--- start ---

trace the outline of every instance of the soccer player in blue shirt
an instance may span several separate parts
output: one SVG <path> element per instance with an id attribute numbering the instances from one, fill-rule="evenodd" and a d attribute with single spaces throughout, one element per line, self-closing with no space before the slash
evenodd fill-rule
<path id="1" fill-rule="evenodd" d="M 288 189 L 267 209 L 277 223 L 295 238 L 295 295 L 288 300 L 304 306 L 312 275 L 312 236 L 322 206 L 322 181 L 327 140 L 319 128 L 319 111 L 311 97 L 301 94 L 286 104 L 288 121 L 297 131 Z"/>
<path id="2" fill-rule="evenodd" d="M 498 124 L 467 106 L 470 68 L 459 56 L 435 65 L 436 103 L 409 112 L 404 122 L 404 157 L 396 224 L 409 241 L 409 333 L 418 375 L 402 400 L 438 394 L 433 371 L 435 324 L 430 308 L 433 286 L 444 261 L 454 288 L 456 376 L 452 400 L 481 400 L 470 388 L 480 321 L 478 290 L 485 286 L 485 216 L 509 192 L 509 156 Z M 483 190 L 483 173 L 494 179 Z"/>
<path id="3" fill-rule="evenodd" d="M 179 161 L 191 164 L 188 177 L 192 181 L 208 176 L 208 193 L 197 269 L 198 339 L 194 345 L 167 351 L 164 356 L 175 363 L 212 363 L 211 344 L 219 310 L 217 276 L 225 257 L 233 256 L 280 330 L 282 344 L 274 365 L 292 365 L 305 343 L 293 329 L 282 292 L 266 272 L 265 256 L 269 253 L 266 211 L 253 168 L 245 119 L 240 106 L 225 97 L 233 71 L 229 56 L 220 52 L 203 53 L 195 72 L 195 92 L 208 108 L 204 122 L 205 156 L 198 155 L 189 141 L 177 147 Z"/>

--- end ---

:: Task to complete ::
Reproduce the material above in full, substituting "draw the boundary" for "trace the outline" and leaving all other text unchanged.

:: Output below ::
draw the boundary of every instance of the soccer player in blue shirt
an instance may span several separate parts
output: one SVG <path> element per instance with an id attribute numbering the instances from one, fill-rule="evenodd" and a d attribute with single spaces throughout, one element per line, self-closing with no space before the slash
evenodd fill-rule
<path id="1" fill-rule="evenodd" d="M 288 189 L 267 209 L 277 223 L 295 238 L 295 295 L 288 300 L 304 306 L 312 275 L 312 236 L 322 206 L 322 181 L 327 140 L 319 128 L 319 111 L 311 97 L 301 94 L 286 104 L 288 121 L 297 131 Z"/>
<path id="2" fill-rule="evenodd" d="M 498 124 L 467 106 L 470 68 L 459 56 L 435 65 L 436 103 L 409 112 L 404 122 L 404 157 L 396 224 L 409 241 L 409 333 L 418 375 L 402 400 L 438 394 L 433 371 L 435 324 L 430 308 L 433 286 L 444 261 L 454 288 L 456 376 L 452 400 L 481 400 L 470 388 L 480 321 L 478 290 L 485 286 L 485 216 L 509 192 L 509 156 Z M 483 190 L 483 173 L 494 179 Z"/>
<path id="3" fill-rule="evenodd" d="M 179 161 L 191 164 L 188 177 L 192 181 L 208 176 L 208 193 L 197 269 L 198 339 L 194 345 L 167 351 L 164 356 L 175 363 L 212 363 L 211 344 L 219 310 L 217 276 L 225 257 L 233 256 L 280 330 L 282 344 L 274 365 L 292 365 L 305 343 L 293 329 L 282 292 L 266 272 L 265 256 L 269 253 L 266 211 L 253 168 L 245 119 L 240 106 L 225 97 L 233 71 L 229 56 L 220 52 L 203 53 L 195 72 L 195 92 L 208 108 L 204 122 L 205 156 L 198 155 L 189 141 L 177 147 Z"/>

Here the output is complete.